#### PROBLEM TO WORK ON:
Reproduce each record below exactly as written.

#### ENTRIES SHOWN:
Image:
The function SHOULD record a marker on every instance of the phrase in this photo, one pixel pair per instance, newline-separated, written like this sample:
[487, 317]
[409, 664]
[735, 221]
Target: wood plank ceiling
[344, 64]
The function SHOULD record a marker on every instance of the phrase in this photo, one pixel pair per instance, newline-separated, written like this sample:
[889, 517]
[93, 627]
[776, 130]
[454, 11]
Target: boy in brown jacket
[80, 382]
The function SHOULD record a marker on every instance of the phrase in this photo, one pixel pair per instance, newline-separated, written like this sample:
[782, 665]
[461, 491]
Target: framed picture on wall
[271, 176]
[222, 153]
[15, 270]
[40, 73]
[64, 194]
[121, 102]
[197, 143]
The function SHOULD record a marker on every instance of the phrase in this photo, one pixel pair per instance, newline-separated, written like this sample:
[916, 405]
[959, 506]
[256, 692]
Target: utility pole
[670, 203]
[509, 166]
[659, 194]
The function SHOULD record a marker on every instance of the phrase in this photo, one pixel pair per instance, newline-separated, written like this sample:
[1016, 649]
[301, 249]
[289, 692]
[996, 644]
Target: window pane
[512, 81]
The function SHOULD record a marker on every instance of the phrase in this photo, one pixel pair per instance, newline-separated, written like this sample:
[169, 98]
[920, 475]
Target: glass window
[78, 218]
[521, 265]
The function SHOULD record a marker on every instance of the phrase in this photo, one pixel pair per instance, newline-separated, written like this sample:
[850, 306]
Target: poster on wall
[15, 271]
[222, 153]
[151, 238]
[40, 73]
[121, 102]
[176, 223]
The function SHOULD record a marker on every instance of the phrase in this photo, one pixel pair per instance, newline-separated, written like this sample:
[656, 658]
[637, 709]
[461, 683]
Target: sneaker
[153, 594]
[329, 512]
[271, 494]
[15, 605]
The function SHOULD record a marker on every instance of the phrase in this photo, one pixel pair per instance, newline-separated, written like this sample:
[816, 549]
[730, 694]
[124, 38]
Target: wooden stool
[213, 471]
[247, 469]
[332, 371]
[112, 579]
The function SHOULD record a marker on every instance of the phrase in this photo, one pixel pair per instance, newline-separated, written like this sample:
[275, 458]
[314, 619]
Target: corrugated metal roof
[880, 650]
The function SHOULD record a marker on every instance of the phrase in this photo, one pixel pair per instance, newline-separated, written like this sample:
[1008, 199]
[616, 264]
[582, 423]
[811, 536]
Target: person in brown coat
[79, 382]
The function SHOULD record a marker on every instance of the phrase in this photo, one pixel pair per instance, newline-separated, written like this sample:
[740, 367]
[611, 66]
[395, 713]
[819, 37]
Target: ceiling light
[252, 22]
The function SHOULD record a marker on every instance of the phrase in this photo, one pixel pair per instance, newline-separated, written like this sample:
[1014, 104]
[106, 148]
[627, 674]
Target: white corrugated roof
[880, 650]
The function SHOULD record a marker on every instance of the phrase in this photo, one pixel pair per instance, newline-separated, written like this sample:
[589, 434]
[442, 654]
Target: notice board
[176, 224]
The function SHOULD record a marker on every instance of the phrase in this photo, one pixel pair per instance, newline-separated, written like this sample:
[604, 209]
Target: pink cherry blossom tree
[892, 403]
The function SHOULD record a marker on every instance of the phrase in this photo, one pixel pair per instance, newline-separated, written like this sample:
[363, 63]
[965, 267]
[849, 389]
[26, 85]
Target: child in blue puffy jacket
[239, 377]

#### TASK SOLUTION:
Image:
The function SHOULD record a marker on every instance of the phrase in this photo, one pixel pair per instance, newline-separated, written like this sample:
[487, 317]
[409, 664]
[735, 221]
Target: wood plank ceiling
[344, 64]
The function SHOULD record a marker on every instance of the phrase in this photo, one pixel pair per instance, newline-separated, written like this sample:
[889, 517]
[93, 627]
[776, 130]
[454, 11]
Target: boy in brown jacket
[80, 382]
The function SHOULD record a marker on every instance of the phrase in this photo, one pixel pair per instance, newline-separated, written like this sample:
[782, 665]
[461, 491]
Target: framed picture on wall
[271, 176]
[222, 153]
[15, 270]
[40, 73]
[64, 194]
[121, 102]
[197, 143]
The function SHOULD record a marker on every instance of the phrase in this photo, one pixel pair per instance, newline-separated, written like this sample:
[916, 405]
[959, 506]
[256, 692]
Target: utility pole
[670, 203]
[509, 166]
[659, 194]
The function SHOULD record a marker on every instance of the phrase in this photo, one pixel pair per instance, newline-separated, written like this sample:
[1016, 649]
[301, 249]
[289, 692]
[996, 644]
Target: window pane
[512, 81]
The function SHOULD record a marker on every instance of the phrase in this photo, one pixel pair per instance, newline-separated, written like this sample:
[169, 98]
[920, 475]
Target: glass window
[78, 218]
[521, 265]
The function SHOULD record a marker on every instance of the phrase in this photo, one pixel pair per instance, newline-separated, written like this sample:
[850, 306]
Target: poster on wall
[15, 271]
[222, 153]
[151, 238]
[40, 73]
[121, 102]
[176, 223]
The function SHOULD record a marker on every instance of the phrase in this photo, one pixel pair per instance, newline-separated, written like this sample:
[656, 658]
[637, 709]
[461, 683]
Target: sneaker
[153, 594]
[329, 512]
[271, 494]
[15, 605]
The function SHOULD record a marker on every instance of the phrase in this photo, one pixel pair per instance, newline-separated, written like this sample:
[816, 549]
[730, 694]
[124, 38]
Target: wooden stool
[213, 471]
[247, 469]
[332, 371]
[112, 579]
The function SHOULD record a marker on every instance of the phrase in this photo, one pixel pair per instance, newline-separated, written like this sample:
[275, 458]
[314, 619]
Target: corrugated metal roof
[880, 650]
The function SHOULD record a marker on every instance of the phrase in this photo, one pixel pair per instance, newline-separated, written like this sample:
[1008, 199]
[616, 264]
[582, 423]
[811, 536]
Target: person in brown coat
[79, 382]
The function SHOULD record a marker on every instance of the phrase in this photo, one pixel pair per instance, newline-separated, written like this sample:
[740, 367]
[611, 66]
[395, 713]
[819, 37]
Target: ceiling light
[252, 22]
The function SHOULD record a marker on every instance of the phrase in this photo, one pixel pair per instance, newline-separated, written like this sample:
[1014, 104]
[106, 148]
[627, 674]
Target: white corrugated roof
[880, 650]
The function SHOULD record a marker on every instance of the phrase in this photo, one pixel pair per instance, newline-separated, written like this sample:
[589, 434]
[442, 654]
Target: notice board
[176, 224]
The function SHOULD record a marker on every instance of the phrase in this photo, one pixel pair per instance, newline-separated, written like this sample:
[604, 209]
Target: pink cherry blossom tree
[892, 403]
The function SHOULD record a marker on every instance of the phrase in this photo, one pixel pair per instance, newline-separated, written like this sample:
[363, 63]
[965, 267]
[849, 389]
[26, 85]
Target: child in blue puffy jacket
[239, 377]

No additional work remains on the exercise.